__PASSAGE SHOWN__
•••••

Albanian partial local elections of 2013 were held on September 1, 2013, and November 3, 2013. Following the Parliamentary Elections in June, and the new Albanian Government composition announced on July 31, 2013, there were reelections in four municipalities, three of them rural.The elections were administrated by the Central Election Commission of Albania.

September 1, 2013
Dardhas Municipality in Korçë District
Turnout: 60,64% (over 50% of which were women).
Results:
Genci Hamollari representing Socialist Movement for Integration, 1138 votes
Gentian Pere representing Democratic Party, 412 votes

Rrethina Municipality in Shkodër District
Turnout: 34% (of which less than 38% were women).
Results:
Luan Harusha representing Socialist Party, 4411 votes
Ridvan Guri representing Democratic Party, 1402 votes

November 3, 2013
Korçë Municipality in Korçë District
Turnout: 30,92% (over 45% of which were women)

•••••

__INFORMATION PROVIDED__

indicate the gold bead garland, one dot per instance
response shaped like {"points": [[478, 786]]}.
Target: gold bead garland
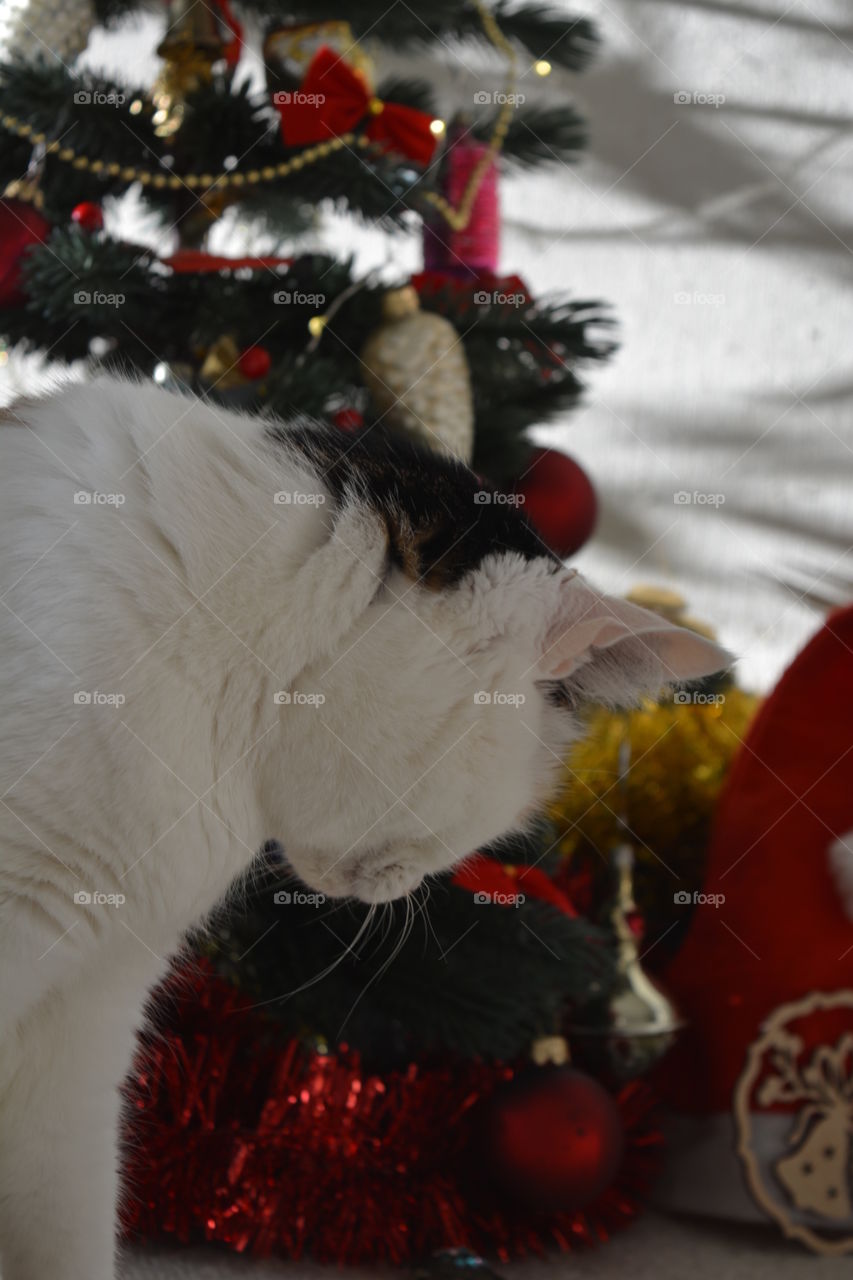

•••••

__WORK INSTRUCTIONS__
**a.** Update the passage on the 2013 Albanian local elections: write out everything from "Albanian partial local" down to "Commission of Albania.", with "municipalities" changed to "communes".
**b.** Name every candidate whose vote total appears in the passage on the 2013 Albanian local elections.

__THE SOLUTIONS__
**a.**
Albanian partial local elections of 2013 were held on September 1, 2013, and November 3, 2013. Following the Parliamentary Elections in June, and the new Albanian Government composition announced on July 31, 2013, there were reelections in four communes, three of them rural.The elections were administrated by the Central Election Commission of Albania.

**b.** Genci Hamollari, Gentian Pere, Luan Harusha, Ridvan Guri